▸ **Task objective**: In the listing below, the line containing "positive clicks: (19, 55)" marks the end; copy exactly every line from the first through that one.
- - -
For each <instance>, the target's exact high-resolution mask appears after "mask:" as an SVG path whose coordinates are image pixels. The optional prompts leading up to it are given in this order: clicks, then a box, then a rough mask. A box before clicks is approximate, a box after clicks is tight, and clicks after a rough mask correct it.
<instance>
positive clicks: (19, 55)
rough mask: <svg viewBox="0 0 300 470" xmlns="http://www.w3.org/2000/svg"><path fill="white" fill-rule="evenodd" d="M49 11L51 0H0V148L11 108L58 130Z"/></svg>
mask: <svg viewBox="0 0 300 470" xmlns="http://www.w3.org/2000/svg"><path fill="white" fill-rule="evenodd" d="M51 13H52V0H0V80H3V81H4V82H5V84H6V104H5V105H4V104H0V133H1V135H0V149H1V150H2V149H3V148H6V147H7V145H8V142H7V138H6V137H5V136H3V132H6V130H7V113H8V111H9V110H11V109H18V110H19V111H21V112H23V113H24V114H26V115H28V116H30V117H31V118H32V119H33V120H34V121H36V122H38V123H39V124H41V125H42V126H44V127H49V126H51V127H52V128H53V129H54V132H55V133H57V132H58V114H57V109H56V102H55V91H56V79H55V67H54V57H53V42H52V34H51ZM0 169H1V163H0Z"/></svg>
- - -
▸ **Solution to this task**:
For each <instance>, the target's exact high-resolution mask appears after "mask:" as an SVG path whose coordinates are image pixels. The optional prompts leading up to it are given in this order: clicks, then a box, then a rough mask. A box before clicks is approximate, a box after clicks is tight, and clicks after a rough mask correct it.
<instance>
positive clicks: (19, 55)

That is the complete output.